PROBLEM A » According to the PCR text, how long does a 40-cycle PCR reaction take on the LightCycler?
PROBLEM B » Write out, word for word, the part of the PCR text that starts with "During PCR, the" and finishes with "signal is generated.".

EXTRACT TO READ »
=== Begin Enclosure ===
During PCR, the probe is cleaved (digested) by the inherent 5'-dexonuclease activity of the DNA Taq polymerase, a process which only occurs if and when the TaqMan probe hybridises to the target DNA that is being amplified. As a result, the fluorophore is cleaved from the probe and diffuses away from the quencher. FRET can no longer occur and consequently a fluorescence signal is generated.
The development of real-time PCR has been made possible largely by the introduction of two real-time thermal cyclers with online fluorescence monitoring: the ABI 7700, and the Roche LightCycler. The LightCycler, initially developed by Idaho Technologies, is a carousel instrument that uses thin glass capillaries to contain the PCR reactions with reaction volumes as small as 10μl. Although the sample capacity of the LightCycler (32 capillaries) is less than that of the 7700 (96 wells), the more efficient heat transfer through the thin capillary walls allows the use of rapid cycling conditions. A PCR reaction of 40 cycles can be completed in 15-20 minutes, compensating for the lower sample capacity. In 2002, sales of thermal cyclers in the US and Europe were worth $430 million.4 The miniaturisation and optimisation that will result in the use of real-time PCR to the clinic has been made possible by equipment developed in the US and UK for battlefield applications (detection of biological warfare agents).
Continued development and improvement of these exciting technologies are inevitable, particularly as DNA-based diagnostics become more widely used in medicine. The motivation to reduce cost below the current level of over £10 per test will be a powerful one. Whatever breakthroughs are made, it is certain that chemistry will continue to underpin research into new methods for genetic analysis.
Each cell contains all of an organism's genetic information (or genome), stored as DNA (deoxyribonucleic acid). The long DNA molecule is tightly wound and packaged, together with proteins, as a chromosome. A human cell contains 46 chromosomal DNA molecules - two sets of 23, one inherited from each parent. These DNA molecules can be considered as a set of shorter DNA molecules or genes. There are about 30,000 genes in a set of chromosomes, each of which guide the production of one particular component of a molecule. An organism's genome holds its inherited characteristics, which can be translated by the cellular apparatus to make (express) proteins, which mediate all cellular processes. The mechanism by which this occurs can be described as: 'DNA makes RNA makes proteins' so the sequence of the protein is determined by the sequence of the DNA.
=== End Enclosure ===
EXERCISE DATA »
=== Begin Enclosure ===
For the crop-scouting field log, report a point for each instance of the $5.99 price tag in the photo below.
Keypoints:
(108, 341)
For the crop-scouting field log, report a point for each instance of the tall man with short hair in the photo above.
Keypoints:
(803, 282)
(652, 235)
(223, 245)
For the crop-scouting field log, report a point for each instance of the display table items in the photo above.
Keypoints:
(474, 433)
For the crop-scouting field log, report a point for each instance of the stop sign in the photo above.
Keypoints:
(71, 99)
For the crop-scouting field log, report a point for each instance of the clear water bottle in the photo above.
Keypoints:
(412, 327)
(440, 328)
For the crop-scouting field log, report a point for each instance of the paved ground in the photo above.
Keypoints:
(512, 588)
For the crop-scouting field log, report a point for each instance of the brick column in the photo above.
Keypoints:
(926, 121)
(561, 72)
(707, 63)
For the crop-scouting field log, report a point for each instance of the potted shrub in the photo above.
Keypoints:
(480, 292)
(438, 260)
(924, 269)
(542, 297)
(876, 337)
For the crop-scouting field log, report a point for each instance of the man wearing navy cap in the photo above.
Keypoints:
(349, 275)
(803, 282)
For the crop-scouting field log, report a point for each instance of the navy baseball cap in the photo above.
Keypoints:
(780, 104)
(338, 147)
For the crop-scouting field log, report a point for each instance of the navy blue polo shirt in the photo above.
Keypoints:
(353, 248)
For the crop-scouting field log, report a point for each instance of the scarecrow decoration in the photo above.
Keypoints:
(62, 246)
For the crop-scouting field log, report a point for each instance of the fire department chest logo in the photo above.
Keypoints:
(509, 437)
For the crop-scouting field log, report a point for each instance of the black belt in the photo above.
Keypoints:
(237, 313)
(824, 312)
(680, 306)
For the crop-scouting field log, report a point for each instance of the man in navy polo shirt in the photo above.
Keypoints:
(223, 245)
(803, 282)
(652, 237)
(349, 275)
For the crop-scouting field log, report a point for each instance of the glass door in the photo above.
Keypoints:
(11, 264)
=== End Enclosure ===
SOLUTION A » 15-20 minutes.

SOLUTION B »
During PCR, the probe is cleaved (digested) by the inherent 5'-dexonuclease activity of the DNA Taq polymerase, a process which only occurs if and when the TaqMan probe hybridises to the target DNA that is being amplified. As a result, the fluorophore is cleaved from the probe and diffuses away from the quencher. FRET can no longer occur and consequently a fluorescence signal is generated.